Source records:
============================================================

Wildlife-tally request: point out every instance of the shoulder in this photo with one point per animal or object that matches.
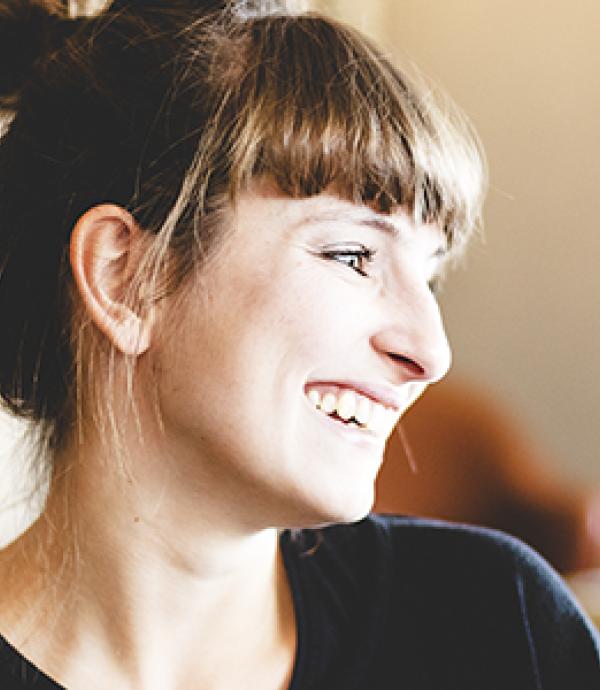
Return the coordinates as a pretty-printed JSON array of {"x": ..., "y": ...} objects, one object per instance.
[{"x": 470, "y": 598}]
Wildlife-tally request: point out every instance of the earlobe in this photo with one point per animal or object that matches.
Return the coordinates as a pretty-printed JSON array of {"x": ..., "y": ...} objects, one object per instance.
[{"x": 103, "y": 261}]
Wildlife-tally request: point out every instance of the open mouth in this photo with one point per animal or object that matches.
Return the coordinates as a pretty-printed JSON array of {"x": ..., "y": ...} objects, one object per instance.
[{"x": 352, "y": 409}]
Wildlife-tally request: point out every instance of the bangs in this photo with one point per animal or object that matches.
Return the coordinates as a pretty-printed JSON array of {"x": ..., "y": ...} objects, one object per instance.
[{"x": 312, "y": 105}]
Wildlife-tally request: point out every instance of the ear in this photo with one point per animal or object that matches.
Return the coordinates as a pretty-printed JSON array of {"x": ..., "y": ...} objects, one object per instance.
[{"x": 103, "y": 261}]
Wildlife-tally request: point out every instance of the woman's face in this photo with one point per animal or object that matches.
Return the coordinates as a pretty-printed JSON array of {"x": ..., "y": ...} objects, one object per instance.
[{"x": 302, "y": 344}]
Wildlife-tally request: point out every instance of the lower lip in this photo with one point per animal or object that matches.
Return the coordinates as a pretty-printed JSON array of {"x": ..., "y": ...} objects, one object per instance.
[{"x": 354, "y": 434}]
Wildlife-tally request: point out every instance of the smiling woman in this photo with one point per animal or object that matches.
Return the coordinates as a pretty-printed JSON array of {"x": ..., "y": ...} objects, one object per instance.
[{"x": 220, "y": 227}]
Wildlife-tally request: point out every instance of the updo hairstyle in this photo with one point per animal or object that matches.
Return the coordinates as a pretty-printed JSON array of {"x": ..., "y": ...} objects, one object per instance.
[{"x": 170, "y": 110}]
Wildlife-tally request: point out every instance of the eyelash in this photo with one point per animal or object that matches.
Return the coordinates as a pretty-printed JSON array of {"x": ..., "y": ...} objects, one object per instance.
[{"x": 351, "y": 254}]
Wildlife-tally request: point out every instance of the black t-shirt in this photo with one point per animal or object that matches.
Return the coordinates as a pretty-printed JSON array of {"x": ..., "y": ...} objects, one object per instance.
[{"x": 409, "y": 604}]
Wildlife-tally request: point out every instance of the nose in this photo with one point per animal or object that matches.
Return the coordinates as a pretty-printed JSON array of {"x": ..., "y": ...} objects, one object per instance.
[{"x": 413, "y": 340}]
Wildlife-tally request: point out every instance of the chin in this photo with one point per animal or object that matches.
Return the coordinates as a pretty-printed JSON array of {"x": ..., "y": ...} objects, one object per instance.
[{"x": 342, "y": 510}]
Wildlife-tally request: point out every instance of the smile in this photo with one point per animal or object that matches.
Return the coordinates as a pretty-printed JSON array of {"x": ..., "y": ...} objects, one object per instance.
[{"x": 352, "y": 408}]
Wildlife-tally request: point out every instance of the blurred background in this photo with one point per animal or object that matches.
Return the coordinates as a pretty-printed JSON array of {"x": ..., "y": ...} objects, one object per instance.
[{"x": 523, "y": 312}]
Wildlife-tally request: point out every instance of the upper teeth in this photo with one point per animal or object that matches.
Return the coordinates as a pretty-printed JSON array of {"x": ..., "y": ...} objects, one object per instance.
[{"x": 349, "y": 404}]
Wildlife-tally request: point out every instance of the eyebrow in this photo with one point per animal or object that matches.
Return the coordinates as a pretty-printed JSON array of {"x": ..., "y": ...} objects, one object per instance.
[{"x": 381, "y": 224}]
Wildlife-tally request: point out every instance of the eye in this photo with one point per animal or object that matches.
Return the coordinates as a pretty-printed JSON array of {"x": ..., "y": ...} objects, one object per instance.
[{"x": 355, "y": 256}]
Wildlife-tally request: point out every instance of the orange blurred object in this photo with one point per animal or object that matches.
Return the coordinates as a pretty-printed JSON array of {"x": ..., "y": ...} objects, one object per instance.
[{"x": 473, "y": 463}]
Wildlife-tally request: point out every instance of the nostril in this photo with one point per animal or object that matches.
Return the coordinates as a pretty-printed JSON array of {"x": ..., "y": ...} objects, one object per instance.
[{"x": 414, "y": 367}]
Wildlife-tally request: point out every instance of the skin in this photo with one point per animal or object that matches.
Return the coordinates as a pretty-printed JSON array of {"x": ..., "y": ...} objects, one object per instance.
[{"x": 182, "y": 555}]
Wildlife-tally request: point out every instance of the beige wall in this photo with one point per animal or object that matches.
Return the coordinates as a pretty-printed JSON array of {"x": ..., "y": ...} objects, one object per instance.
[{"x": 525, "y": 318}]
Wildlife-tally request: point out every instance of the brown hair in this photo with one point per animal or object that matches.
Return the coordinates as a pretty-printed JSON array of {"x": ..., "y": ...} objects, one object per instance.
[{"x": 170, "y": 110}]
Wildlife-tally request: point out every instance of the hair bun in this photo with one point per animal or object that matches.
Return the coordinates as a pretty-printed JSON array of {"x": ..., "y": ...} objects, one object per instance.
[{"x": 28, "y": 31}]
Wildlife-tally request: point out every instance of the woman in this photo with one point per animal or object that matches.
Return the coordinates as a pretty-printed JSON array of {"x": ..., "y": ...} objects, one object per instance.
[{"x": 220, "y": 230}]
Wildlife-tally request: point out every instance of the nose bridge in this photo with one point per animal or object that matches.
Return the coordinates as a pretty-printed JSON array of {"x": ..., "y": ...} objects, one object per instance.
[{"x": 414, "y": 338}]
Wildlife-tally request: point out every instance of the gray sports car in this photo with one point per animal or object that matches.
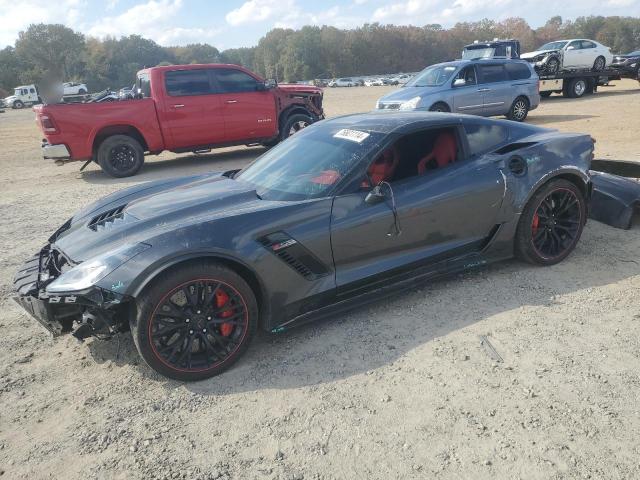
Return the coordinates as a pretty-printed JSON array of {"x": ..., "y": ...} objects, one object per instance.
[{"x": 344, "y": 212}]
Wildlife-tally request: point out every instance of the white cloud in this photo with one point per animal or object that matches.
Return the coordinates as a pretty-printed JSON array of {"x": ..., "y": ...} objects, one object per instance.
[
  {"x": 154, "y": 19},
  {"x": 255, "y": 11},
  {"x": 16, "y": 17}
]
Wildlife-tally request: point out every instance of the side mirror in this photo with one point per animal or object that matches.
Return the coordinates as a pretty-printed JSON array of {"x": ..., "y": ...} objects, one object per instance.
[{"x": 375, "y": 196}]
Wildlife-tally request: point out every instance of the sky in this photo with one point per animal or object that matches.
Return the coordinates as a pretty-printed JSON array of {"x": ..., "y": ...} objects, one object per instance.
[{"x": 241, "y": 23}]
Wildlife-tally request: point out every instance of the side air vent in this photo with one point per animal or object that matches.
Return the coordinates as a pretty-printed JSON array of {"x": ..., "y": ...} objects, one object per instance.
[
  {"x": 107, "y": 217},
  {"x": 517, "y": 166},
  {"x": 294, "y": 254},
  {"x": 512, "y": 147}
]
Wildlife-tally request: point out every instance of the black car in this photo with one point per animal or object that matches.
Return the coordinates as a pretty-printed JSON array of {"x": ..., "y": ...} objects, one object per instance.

============================================================

▶ **Given task**
Write the lines out verbatim, from the one with "Wildlife-tally request: point out every instance of the side air" through the last line of the entries, and stop there.

▶ **Response to the exercise**
Wildlife-tally request: point out every instance of the side air vent in this photo with one point per animal or object that matches.
Return the coordinates as a pretty-printed JSON array of {"x": ..., "y": ...} objects, one object per instance.
[
  {"x": 107, "y": 217},
  {"x": 517, "y": 166},
  {"x": 294, "y": 254},
  {"x": 512, "y": 147}
]
Wildlife-tally request: point out every instance of the black car in this photo with one point per animal or object that matches.
Return the coordinates as a pretty-printed JSON array of {"x": ..., "y": ...} objects, one object per instance.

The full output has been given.